→ **Directive**
Repeat every line below exactly as it reads.

→ **Data extract**
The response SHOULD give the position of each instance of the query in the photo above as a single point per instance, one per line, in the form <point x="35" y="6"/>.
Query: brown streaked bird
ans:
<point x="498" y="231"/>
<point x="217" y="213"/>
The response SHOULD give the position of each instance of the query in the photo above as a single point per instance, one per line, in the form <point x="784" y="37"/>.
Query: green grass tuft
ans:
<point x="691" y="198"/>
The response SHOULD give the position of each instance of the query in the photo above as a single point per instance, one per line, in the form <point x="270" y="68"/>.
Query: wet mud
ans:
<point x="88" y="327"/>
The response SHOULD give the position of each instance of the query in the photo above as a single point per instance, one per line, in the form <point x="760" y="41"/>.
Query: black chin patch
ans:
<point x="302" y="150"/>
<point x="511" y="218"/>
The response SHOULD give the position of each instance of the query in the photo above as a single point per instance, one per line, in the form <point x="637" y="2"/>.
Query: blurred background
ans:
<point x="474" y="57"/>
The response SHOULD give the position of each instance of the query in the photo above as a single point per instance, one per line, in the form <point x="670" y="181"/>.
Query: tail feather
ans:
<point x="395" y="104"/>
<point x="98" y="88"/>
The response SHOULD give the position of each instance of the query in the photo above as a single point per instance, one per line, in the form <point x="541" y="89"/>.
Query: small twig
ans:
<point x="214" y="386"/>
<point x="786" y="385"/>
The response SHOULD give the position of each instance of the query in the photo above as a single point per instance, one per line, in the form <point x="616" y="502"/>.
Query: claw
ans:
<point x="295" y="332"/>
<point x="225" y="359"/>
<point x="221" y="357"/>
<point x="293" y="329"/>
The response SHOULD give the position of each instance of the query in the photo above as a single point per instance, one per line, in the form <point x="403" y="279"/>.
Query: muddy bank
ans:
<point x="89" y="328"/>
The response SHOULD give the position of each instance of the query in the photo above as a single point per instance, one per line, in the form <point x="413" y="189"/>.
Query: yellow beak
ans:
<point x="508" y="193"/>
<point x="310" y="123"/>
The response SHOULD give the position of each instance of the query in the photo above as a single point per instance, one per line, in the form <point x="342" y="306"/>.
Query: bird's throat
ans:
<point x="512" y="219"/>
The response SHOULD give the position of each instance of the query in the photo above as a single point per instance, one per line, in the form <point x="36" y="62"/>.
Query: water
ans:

→ **Result of this exercise**
The response SHOULD give the position of each instance of the query in the photo above as a single point per instance, one per line, in the form <point x="35" y="6"/>.
Query: brown streaked bird
ans:
<point x="498" y="231"/>
<point x="217" y="213"/>
The response SHOULD give the position of each instance of the query in the photo above as a single point per instance, one per line, in the form <point x="784" y="37"/>.
Query: green grass tuft
ans:
<point x="691" y="198"/>
The response SHOULD give the position of each instance of the query in the photo above as a single point per instance, one per line, in the form <point x="270" y="68"/>.
Query: wet mud
ans:
<point x="88" y="327"/>
The response SHOULD give the position of each instance of the query in the photo above as a single point per instance, one per line, in the form <point x="760" y="41"/>.
Query: black chin patch
ans:
<point x="302" y="150"/>
<point x="511" y="218"/>
The response SHOULD give the position of each instance of the query in the photo above as a single point per instance, one per line, in the form <point x="637" y="2"/>.
Query: blurred background
ans:
<point x="474" y="57"/>
The response SHOULD give the position of each instance of the query in the photo above as a single point per instance, one per line, in the form <point x="670" y="181"/>.
Query: tail feather
ans:
<point x="395" y="104"/>
<point x="98" y="88"/>
The response SHOULD give the position of each instance of the query in the photo above as a single point per instance, one per line, in the form <point x="541" y="89"/>.
Query: small twig
ans:
<point x="214" y="386"/>
<point x="786" y="385"/>
The response SHOULD give the position of each instance of the query in the photo above as a single point per instance, one per line, in the form <point x="616" y="502"/>.
Query: claw
ans:
<point x="295" y="332"/>
<point x="225" y="359"/>
<point x="221" y="357"/>
<point x="293" y="329"/>
The response SHOULD give the position of each instance of the query in the photo above as a single point per instance, one per line, in the form <point x="403" y="279"/>.
Query: muddy bank
ans:
<point x="89" y="328"/>
The response SHOULD give the position of each instance of the query in the photo above as a single point per instance, one per line, in the form <point x="413" y="189"/>.
Query: yellow beak
ans:
<point x="508" y="193"/>
<point x="310" y="123"/>
The response SHOULD give the position of each instance of the query in the photo above as a single point per instance, one per line, in the form <point x="342" y="306"/>.
Query: bird's throat
ans:
<point x="512" y="219"/>
The response SHOULD give the position of each instance of the query in the photo above as a single point per instance, one per line, in the form <point x="36" y="62"/>.
Query: water
ans:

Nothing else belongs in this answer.